#### DOCUMENT PASSAGE

Metamath Proof Explorer

Definition df-disj

Description: A collection of classes B ( x ) is disjoint when for each element y , it is in B ( x ) for at most one x . (Contributed by Mario Carneiro, 14-Nov-2016) (Revised by NM, 16-Jun-2017)

		Ref	Expression
	Assertion	df-disj	⊢ ( Disj 𝑥 ∈ 𝐴 𝐵 ↔ ∀ 𝑦 ∃* 𝑥 ∈ 𝐴 𝑦 ∈ 𝐵 )

Detailed syntax breakdown

Step	Hyp	Ref	Expression
0		vx	⊢ 𝑥
1		cA	⊢ 𝐴
2		cB	⊢ 𝐵
3	0 1 2	wdisj	⊢ Disj 𝑥 ∈ 𝐴 𝐵
4		vy	⊢ 𝑦
5	4	cv	⊢ 𝑦
6	5 2	wcel	⊢ 𝑦 ∈ 𝐵
7	6 0 1	wrmo	⊢ ∃* 𝑥 ∈ 𝐴 𝑦 ∈ 𝐵
8	7 4	wal	⊢ ∀ 𝑦 ∃* 𝑥 ∈ 𝐴 𝑦 ∈ 𝐵
9	3 8	wb	⊢ ( Disj 𝑥 ∈ 𝐴 𝐵 ↔ ∀ 𝑦 ∃* 𝑥 ∈ 𝐴 𝑦 ∈ 𝐵 )

#### DATA SUPPLIED
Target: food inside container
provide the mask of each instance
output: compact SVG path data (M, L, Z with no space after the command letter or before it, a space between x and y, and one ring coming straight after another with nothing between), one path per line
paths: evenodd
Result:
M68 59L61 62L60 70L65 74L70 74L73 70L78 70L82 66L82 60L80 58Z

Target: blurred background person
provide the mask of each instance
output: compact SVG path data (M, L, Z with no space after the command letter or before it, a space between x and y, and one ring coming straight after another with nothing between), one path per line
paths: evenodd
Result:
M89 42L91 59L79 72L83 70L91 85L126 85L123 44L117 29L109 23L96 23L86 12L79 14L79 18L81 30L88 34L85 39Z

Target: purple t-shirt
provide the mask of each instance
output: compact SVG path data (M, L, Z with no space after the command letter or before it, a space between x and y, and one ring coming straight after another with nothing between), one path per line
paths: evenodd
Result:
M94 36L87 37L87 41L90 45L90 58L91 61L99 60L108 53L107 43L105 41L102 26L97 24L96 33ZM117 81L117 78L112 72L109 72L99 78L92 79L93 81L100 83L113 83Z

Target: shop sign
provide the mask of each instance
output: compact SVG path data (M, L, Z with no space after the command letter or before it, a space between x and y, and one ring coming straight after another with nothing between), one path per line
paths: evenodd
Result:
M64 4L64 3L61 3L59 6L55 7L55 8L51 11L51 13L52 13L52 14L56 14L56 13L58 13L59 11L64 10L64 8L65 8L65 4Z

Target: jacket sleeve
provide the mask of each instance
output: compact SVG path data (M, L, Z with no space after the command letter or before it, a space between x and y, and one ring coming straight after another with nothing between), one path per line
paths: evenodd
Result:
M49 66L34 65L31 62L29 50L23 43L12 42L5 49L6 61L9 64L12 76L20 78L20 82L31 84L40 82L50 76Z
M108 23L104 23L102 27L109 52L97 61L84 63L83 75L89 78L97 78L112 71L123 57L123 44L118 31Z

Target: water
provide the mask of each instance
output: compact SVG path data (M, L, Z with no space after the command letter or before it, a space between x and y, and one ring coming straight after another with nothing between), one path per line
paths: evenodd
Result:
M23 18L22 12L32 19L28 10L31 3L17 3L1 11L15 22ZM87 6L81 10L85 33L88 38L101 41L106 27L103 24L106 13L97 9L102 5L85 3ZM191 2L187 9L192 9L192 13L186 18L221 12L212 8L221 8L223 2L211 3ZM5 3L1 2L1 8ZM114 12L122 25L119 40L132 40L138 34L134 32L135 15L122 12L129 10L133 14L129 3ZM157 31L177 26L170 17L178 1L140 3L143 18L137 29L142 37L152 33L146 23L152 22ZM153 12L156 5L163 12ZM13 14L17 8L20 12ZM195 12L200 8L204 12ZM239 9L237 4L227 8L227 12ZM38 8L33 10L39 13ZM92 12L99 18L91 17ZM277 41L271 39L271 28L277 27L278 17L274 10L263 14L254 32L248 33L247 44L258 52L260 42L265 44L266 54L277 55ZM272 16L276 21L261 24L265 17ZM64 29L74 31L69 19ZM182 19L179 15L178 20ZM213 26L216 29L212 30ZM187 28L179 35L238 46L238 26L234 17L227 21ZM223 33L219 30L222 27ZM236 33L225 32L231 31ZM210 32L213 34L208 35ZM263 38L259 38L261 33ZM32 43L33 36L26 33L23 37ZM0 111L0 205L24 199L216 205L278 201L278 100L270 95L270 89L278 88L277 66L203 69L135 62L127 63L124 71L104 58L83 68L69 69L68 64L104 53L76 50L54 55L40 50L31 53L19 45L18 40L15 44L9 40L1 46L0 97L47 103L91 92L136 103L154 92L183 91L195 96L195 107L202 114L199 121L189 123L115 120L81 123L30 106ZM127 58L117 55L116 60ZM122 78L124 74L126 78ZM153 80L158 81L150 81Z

#### PROBLEM TO WORK ON
Who is credited with contributing the df-disj definition on the Metamath page?

#### WRITTEN SOLUTION
Mario Carneiro